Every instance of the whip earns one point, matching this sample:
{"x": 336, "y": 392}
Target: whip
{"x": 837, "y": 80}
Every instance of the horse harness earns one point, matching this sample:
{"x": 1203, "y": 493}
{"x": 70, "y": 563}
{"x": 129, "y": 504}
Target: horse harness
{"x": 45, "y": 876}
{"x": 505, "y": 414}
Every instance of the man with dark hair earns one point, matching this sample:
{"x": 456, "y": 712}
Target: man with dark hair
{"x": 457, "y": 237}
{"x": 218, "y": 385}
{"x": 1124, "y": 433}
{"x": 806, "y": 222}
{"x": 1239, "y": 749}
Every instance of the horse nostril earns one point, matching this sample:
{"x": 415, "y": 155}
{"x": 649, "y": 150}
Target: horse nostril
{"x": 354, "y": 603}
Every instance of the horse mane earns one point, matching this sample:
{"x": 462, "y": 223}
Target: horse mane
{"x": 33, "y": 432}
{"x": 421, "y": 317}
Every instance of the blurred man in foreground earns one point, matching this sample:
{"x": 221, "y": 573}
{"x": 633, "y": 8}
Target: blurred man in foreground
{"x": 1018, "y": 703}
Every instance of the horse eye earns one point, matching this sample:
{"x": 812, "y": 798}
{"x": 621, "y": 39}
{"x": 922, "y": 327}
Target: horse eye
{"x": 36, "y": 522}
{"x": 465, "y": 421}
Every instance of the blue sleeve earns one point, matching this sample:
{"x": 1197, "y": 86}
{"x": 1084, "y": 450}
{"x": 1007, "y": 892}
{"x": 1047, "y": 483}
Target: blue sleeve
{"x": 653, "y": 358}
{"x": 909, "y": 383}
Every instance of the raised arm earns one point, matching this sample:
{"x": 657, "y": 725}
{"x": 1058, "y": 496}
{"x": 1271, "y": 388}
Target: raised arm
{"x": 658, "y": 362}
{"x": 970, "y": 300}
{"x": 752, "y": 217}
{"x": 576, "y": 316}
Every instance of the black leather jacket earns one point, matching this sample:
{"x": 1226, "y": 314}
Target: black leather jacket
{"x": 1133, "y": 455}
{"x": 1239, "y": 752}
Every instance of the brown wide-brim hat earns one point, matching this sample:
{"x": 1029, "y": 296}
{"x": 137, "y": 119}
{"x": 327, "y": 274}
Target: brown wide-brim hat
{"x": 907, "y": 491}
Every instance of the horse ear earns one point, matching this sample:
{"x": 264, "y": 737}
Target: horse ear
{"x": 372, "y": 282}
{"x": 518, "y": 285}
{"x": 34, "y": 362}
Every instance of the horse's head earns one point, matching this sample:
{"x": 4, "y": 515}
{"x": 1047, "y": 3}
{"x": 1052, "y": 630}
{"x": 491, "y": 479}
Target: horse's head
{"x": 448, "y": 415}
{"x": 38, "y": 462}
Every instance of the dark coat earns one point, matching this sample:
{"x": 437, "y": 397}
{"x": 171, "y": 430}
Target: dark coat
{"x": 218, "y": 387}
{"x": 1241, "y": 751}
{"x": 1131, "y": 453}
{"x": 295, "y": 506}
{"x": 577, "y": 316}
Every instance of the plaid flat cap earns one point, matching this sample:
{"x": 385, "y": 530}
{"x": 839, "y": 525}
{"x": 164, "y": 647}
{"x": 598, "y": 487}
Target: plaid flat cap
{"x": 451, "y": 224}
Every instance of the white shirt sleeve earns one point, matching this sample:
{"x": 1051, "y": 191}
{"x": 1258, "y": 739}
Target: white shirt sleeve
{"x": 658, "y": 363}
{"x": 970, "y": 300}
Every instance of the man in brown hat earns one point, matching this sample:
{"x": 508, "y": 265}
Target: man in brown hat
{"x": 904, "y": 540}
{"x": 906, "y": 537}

----

• _EXERCISE_:
Repeat the records exactly, including every line.

• _SOLVED EXERCISE_:
Every instance of the whip earns one point, matching this sample:
{"x": 336, "y": 392}
Target: whip
{"x": 837, "y": 80}
Every instance of the horse harness earns one point, matching this sample:
{"x": 1203, "y": 493}
{"x": 70, "y": 563}
{"x": 129, "y": 504}
Target: horse harness
{"x": 45, "y": 876}
{"x": 505, "y": 414}
Every instance of the man with dark hair earns one point, matching this sample:
{"x": 456, "y": 712}
Target: man with dark hair
{"x": 457, "y": 237}
{"x": 218, "y": 385}
{"x": 1124, "y": 433}
{"x": 806, "y": 222}
{"x": 1239, "y": 749}
Every instance of the horse nostril earns one point, matching this sample:
{"x": 415, "y": 155}
{"x": 649, "y": 150}
Target: horse nostril
{"x": 354, "y": 603}
Every instance of the horse mane earns one point, matching this sample:
{"x": 462, "y": 223}
Target: horse mane
{"x": 33, "y": 432}
{"x": 421, "y": 317}
Every instance of the blurred man in foreground earns one point, matching this sample:
{"x": 221, "y": 573}
{"x": 633, "y": 8}
Target: blurred man in foreground
{"x": 1018, "y": 703}
Every instance of the horse eye earns one point, matching this sample:
{"x": 812, "y": 798}
{"x": 621, "y": 39}
{"x": 922, "y": 327}
Target: horse eye
{"x": 36, "y": 522}
{"x": 465, "y": 421}
Every instance of the blue sleeve earns one point, matching this sample:
{"x": 1197, "y": 86}
{"x": 1084, "y": 450}
{"x": 1007, "y": 892}
{"x": 1047, "y": 483}
Target: blue sleeve
{"x": 653, "y": 358}
{"x": 909, "y": 383}
Every instance of the raised arm earns one point, matching this sample:
{"x": 657, "y": 725}
{"x": 1058, "y": 496}
{"x": 1271, "y": 388}
Target: raised arm
{"x": 658, "y": 362}
{"x": 970, "y": 300}
{"x": 752, "y": 217}
{"x": 576, "y": 316}
Every instance of the black leather jacket earns one point, matching this sample:
{"x": 1226, "y": 314}
Target: black leather jacket
{"x": 1133, "y": 455}
{"x": 1239, "y": 752}
Every instance of the brown wide-brim hat earns one point, matching this sample:
{"x": 1029, "y": 296}
{"x": 137, "y": 119}
{"x": 327, "y": 274}
Target: brown wide-brim hat
{"x": 907, "y": 491}
Every instance of the horse ear earns one point, matching this sample:
{"x": 264, "y": 737}
Target: horse ear
{"x": 372, "y": 282}
{"x": 518, "y": 285}
{"x": 34, "y": 362}
Every instance of the horse's head earns one point, matching this sample:
{"x": 4, "y": 515}
{"x": 1047, "y": 3}
{"x": 1052, "y": 630}
{"x": 491, "y": 479}
Target: horse's head
{"x": 448, "y": 415}
{"x": 38, "y": 462}
Every instance of the dark coat earns one point, matching this sample:
{"x": 437, "y": 397}
{"x": 171, "y": 430}
Target: dark coat
{"x": 218, "y": 387}
{"x": 1241, "y": 751}
{"x": 1131, "y": 453}
{"x": 295, "y": 506}
{"x": 577, "y": 316}
Every instance of the plaid flat cap earns one point, matching this sample:
{"x": 385, "y": 530}
{"x": 839, "y": 525}
{"x": 164, "y": 647}
{"x": 598, "y": 487}
Target: plaid flat cap
{"x": 451, "y": 224}
Every instance of the white shirt sleeve earns one point, matching this sample:
{"x": 1051, "y": 191}
{"x": 1258, "y": 739}
Target: white shirt sleeve
{"x": 658, "y": 363}
{"x": 970, "y": 300}
Every instance of the man in brown hat earns one point, matching this sample:
{"x": 508, "y": 265}
Target: man in brown hat
{"x": 904, "y": 540}
{"x": 906, "y": 537}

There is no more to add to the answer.